Write out each entry below exactly. Do not include the images.

## Data shown
- Opening Delimiter -

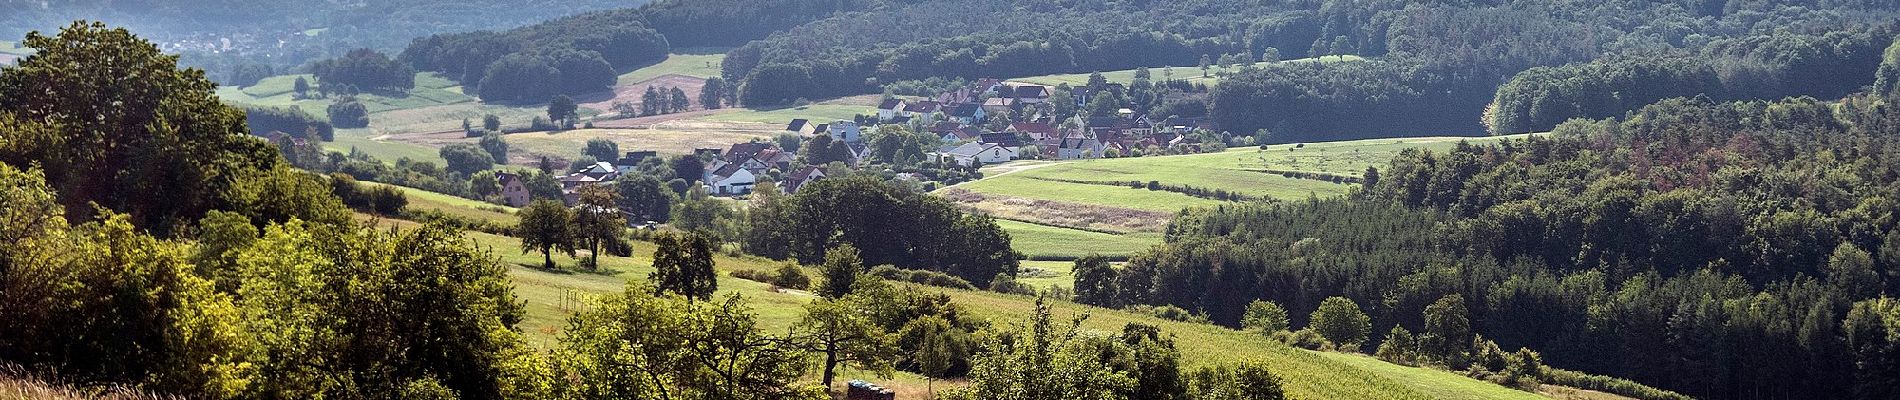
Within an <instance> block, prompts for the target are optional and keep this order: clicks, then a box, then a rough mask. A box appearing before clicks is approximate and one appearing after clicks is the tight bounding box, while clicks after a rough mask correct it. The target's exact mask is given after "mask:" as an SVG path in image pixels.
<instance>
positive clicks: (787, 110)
mask: <svg viewBox="0 0 1900 400" xmlns="http://www.w3.org/2000/svg"><path fill="white" fill-rule="evenodd" d="M859 114H878V108H876V106H853V104H809V106H787V108H769V110H752V108H745V110H731V112H720V114H711V116H703V118H699V119H705V121H752V123H790V121H792V119H796V118H804V119H811V121H823V123H828V121H836V119H845V121H849V119H851V118H855V116H859Z"/></svg>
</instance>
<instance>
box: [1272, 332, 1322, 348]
mask: <svg viewBox="0 0 1900 400" xmlns="http://www.w3.org/2000/svg"><path fill="white" fill-rule="evenodd" d="M1273 339H1275V341H1281V343H1286V345H1290V347H1300V349H1307V351H1322V349H1332V341H1328V339H1326V337H1324V336H1321V334H1319V332H1313V328H1305V330H1281V332H1275V334H1273Z"/></svg>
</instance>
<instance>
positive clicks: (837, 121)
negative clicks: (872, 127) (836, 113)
mask: <svg viewBox="0 0 1900 400" xmlns="http://www.w3.org/2000/svg"><path fill="white" fill-rule="evenodd" d="M825 129H826V131H825V133H828V135H830V136H832V140H844V142H863V140H864V136H863V131H861V129H859V127H857V121H844V119H838V121H832V123H830V125H826V127H825Z"/></svg>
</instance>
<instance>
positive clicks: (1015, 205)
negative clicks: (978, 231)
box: [935, 188, 1174, 233]
mask: <svg viewBox="0 0 1900 400" xmlns="http://www.w3.org/2000/svg"><path fill="white" fill-rule="evenodd" d="M935 193H937V195H940V197H944V199H950V201H956V203H958V205H961V207H965V209H973V210H982V212H990V214H994V216H999V218H1009V220H1024V222H1035V224H1043V226H1060V227H1075V229H1089V231H1110V233H1136V231H1163V229H1167V226H1169V220H1172V218H1174V214H1170V212H1155V210H1134V209H1119V207H1102V205H1081V203H1066V201H1047V199H1022V197H1009V195H986V193H977V191H971V190H963V188H944V190H939V191H935Z"/></svg>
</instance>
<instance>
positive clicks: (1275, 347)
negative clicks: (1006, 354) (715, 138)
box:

- Closing Delimiter -

## Written answer
Within an <instance> block, prompts for the target are optional and keep this order: clicks, then a box, then a rough mask. A box appearing before clicks is approximate and one appearing after clicks is the tight bounding box, while clicks after a rough mask correct it. The target's exact mask is given after "mask:" as an SVG path in image pixels.
<instance>
positive clicks: (787, 110)
mask: <svg viewBox="0 0 1900 400" xmlns="http://www.w3.org/2000/svg"><path fill="white" fill-rule="evenodd" d="M859 114H878V108H876V106H853V104H809V106H787V108H769V110H752V108H745V110H731V112H720V114H711V116H703V118H699V119H705V121H752V123H790V121H792V119H796V118H804V119H811V121H823V123H828V121H836V119H845V121H849V119H851V118H855V116H859Z"/></svg>
</instance>
<instance>
box: [1272, 332, 1322, 348]
mask: <svg viewBox="0 0 1900 400" xmlns="http://www.w3.org/2000/svg"><path fill="white" fill-rule="evenodd" d="M1273 339H1275V341H1281V343H1286V345H1290V347H1300V349H1307V351H1322V349H1332V341H1328V339H1326V337H1324V336H1321V334H1319V332H1313V328H1305V330H1281V332H1275V334H1273Z"/></svg>
</instance>
<instance>
positive clicks: (837, 121)
negative clicks: (872, 127) (836, 113)
mask: <svg viewBox="0 0 1900 400" xmlns="http://www.w3.org/2000/svg"><path fill="white" fill-rule="evenodd" d="M825 129H826V131H825V133H828V135H830V136H832V140H844V142H863V140H864V136H863V131H861V129H859V127H857V121H844V119H838V121H832V123H830V125H826V127H825Z"/></svg>
</instance>
<instance>
positive clicks: (1015, 205)
negative clicks: (978, 231)
box: [935, 188, 1174, 233]
mask: <svg viewBox="0 0 1900 400" xmlns="http://www.w3.org/2000/svg"><path fill="white" fill-rule="evenodd" d="M935 193H937V195H940V197H944V199H950V201H956V203H958V205H961V207H965V209H973V210H982V212H990V214H994V216H999V218H1009V220H1024V222H1035V224H1043V226H1060V227H1075V229H1089V231H1110V233H1136V231H1163V229H1167V226H1169V220H1172V218H1174V214H1170V212H1155V210H1134V209H1119V207H1102V205H1081V203H1066V201H1047V199H1022V197H1009V195H986V193H977V191H971V190H963V188H944V190H939V191H935Z"/></svg>
</instance>
<instance>
positive clicks: (1275, 347)
negative clicks: (1006, 354) (715, 138)
box:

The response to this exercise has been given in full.